> [Instructions for the task]: Of all the entries below, retype only the lines from the one with "spot the green grass" through the one with "spot the striped fur", exactly as they appear.

> [Dataset]:
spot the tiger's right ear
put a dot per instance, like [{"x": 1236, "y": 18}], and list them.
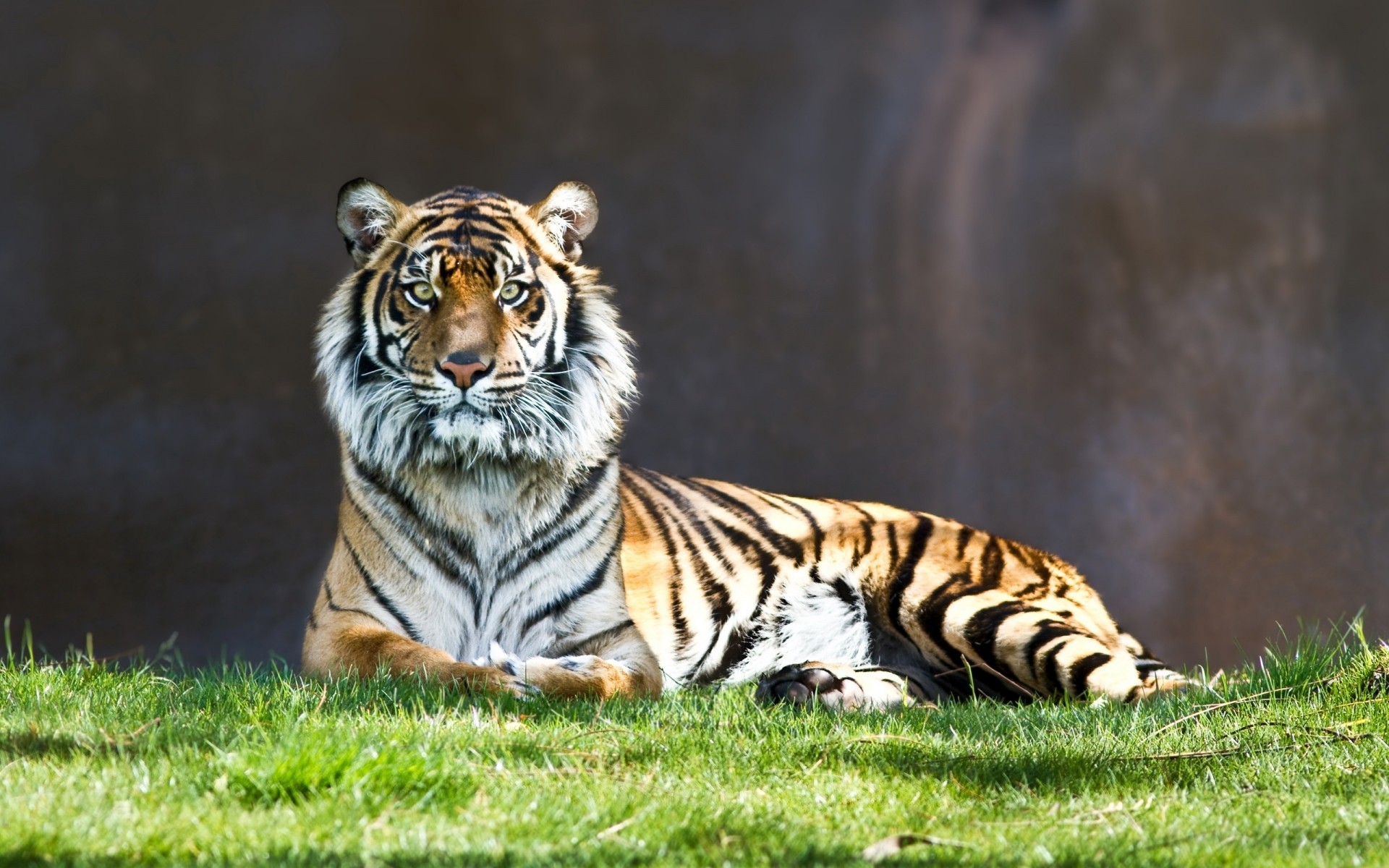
[{"x": 365, "y": 214}]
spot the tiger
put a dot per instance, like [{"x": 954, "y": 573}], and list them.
[{"x": 490, "y": 538}]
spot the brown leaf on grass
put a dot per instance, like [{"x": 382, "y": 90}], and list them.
[{"x": 895, "y": 843}]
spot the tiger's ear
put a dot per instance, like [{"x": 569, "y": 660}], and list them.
[
  {"x": 569, "y": 216},
  {"x": 365, "y": 214}
]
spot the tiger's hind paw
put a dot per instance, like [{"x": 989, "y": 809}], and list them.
[
  {"x": 838, "y": 688},
  {"x": 1164, "y": 682}
]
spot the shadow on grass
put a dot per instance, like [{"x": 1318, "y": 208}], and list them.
[
  {"x": 48, "y": 746},
  {"x": 575, "y": 857}
]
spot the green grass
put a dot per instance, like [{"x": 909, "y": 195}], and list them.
[{"x": 163, "y": 764}]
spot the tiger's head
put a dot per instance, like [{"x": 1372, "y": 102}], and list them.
[{"x": 470, "y": 332}]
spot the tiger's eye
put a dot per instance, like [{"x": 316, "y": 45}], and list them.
[{"x": 422, "y": 294}]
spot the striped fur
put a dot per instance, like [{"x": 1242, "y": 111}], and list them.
[{"x": 489, "y": 537}]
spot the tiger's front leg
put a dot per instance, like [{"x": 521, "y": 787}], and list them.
[
  {"x": 356, "y": 646},
  {"x": 614, "y": 663}
]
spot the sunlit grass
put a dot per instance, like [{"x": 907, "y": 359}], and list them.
[{"x": 1281, "y": 763}]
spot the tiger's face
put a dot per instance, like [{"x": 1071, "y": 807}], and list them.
[{"x": 470, "y": 331}]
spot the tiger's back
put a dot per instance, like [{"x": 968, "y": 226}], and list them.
[
  {"x": 729, "y": 584},
  {"x": 488, "y": 537}
]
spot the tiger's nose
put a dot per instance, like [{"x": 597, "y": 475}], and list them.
[{"x": 464, "y": 368}]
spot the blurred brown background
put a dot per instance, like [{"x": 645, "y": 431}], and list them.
[{"x": 1105, "y": 277}]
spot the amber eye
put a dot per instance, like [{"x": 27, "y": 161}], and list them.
[{"x": 420, "y": 295}]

> [Expected answer]:
spot the green grass
put a dot per instance, like [{"x": 909, "y": 195}], and list them.
[{"x": 163, "y": 764}]
spot the tiger's head
put a dot per instance, like [{"x": 1372, "y": 102}], and list them.
[{"x": 470, "y": 332}]
spot the tiger's eye
put a dot per instance, like [{"x": 316, "y": 45}], and list them.
[{"x": 422, "y": 294}]
spot the striped fur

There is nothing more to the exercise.